» **TEXT SECTION**
________________________

PAUL OMOKUVIE, Bauchi

Elder statesman, Professor Ango Abdullahi, has lamented the suffering of Fulani herdmen in Nigeria, advising President Muhammadu Buhari to pay attention to the problems affecting them.

Ango, former vice-chancellor of Ahmadu Bello University, Zaria, recommended that the Federal government should rehabilitate 600 abandoned grazing reserves across the northern part of the country to address their suffering

He stated this on Wednesday while interacting with journalists in Bauchi

He said: “The stupidity that is going on about Fulani herdsmen in this country (is that) they have now become an object of politics. For every bad thing that happens in the country now, it is Fulani herdsmen; they have forgotten that the Fulani herdsman gets nothing from government, nothing, nothing.

“The Fulani herdsmen were better off when the British were here. The British created track roads for Fulani herdsmen, created veterinary clinics for them, created markets even cattle markets and so on for them having known that the economy of Nigeria particularly the agricultural sector,  contribution of crops and livestock are very significant.

“Look at subsidies that are going to our farmers; you go and check if you will find out what subsidy (that is) going to herdsman, nothing.

Related News

 “Nigerians should look at the contributions of the Fulani herdsman  to the economy. He is in the bush 24 hours, with mosquitoes with tsetse fly, snakes and everything, and yet you are waiting to eat cheap meat here; what are you doing for him, you are having subsidy on electricity, you are having subsidy on water; you are having subsidy on roads, yet the Fulani herdsman has no subsidy whatsoever and he is the most hardworking Nigerian today but he is now being malign as the cause of insecurity and soon, of course his animals had been stolen and sold in the city, so when you deprived him of his animals what do you want him to do? He will be hostile.

“A lot of agricultural policies are not synchronised; Buhari did very well when he was in PTF. My company was one of the companies that were engaged to see how we could re-open cattle roots from Niger downwards all this have been abandoned now; there are 600 unattended grazing reserves in northern Nigeria alone. What you need to do is to rehabilitate them; I think this is the little you can do for the herdsmen, so far nothing and people are talking a lot of rubbish.”

Ango a former scribe of the Northern Elders Forum, urged the Federal government to do everything to encourage the private sector which is the major source of employment in the world to address the teeming unemployment in the country.

________________________

» **DATA TO EXAMINE**
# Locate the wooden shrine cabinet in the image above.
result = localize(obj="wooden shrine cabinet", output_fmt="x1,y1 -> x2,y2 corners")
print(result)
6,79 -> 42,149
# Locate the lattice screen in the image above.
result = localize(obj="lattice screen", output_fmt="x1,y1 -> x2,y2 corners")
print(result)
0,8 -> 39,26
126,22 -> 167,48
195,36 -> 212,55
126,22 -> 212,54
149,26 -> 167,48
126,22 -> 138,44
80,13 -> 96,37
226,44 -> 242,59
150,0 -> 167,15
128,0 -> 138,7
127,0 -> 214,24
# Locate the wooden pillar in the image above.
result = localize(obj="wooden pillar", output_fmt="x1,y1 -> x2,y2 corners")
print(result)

________________________

» **TASKS AND EXERCISES**
1. In the article on Fulani herdsmen, translate this sentence into Spanish: "The Fulani herdsmen were better off when the British were here."
2. Decide whether each statement agrees with the article on Fulani herdsmen. Answer yes or no and quote the deciding words from the article.
(a) Ango Abdullahi recommended that the Federal government rehabilitate 600 abandoned grazing reserves in the north.
(b) Ango Abdullahi spoke to journalists in Zaria.
(c) Ango Abdullahi said the British created veterinary clinics for Fulani herdsmen.
3. Quote the article on Fulani herdsmen, starting at "He stated this" and ending at "to herdsman, nothing.".

» **OUTPUTS BY TASK**
1. Los pastores fulani estaban mejor cuando los británicos estaban aquí.

2.
(a) Yes. "recommended that the Federal government should rehabilitate 600 abandoned grazing reserves across the northern part of the country"
(b) No. "interacting with journalists in Bauchi"
(c) Yes. "The British created track roads for Fulani herdsmen, created veterinary clinics for them"

3.
He stated this on Wednesday while interacting with journalists in Bauchi

He said: “The stupidity that is going on about Fulani herdsmen in this country (is that) they have now become an object of politics. For every bad thing that happens in the country now, it is Fulani herdsmen; they have forgotten that the Fulani herdsman gets nothing from government, nothing, nothing.

“The Fulani herdsmen were better off when the British were here. The British created track roads for Fulani herdsmen, created veterinary clinics for them, created markets even cattle markets and so on for them having known that the economy of Nigeria particularly the agricultural sector,  contribution of crops and livestock are very significant.

“Look at subsidies that are going to our farmers; you go and check if you will find out what subsidy (that is) going to herdsman, nothing.